INSTRUCTIONS TO FOLLOW ▸ Return each line of the items below that contains the word "white".

DATA SHOWN ▸
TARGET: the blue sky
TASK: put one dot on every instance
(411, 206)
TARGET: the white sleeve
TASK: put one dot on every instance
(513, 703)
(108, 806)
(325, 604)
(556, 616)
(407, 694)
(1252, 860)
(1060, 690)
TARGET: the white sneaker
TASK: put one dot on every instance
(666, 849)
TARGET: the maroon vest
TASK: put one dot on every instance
...
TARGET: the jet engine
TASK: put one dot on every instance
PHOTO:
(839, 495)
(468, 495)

REPLY ▸
TARGET: the white sleeve
TARGET: the white sneaker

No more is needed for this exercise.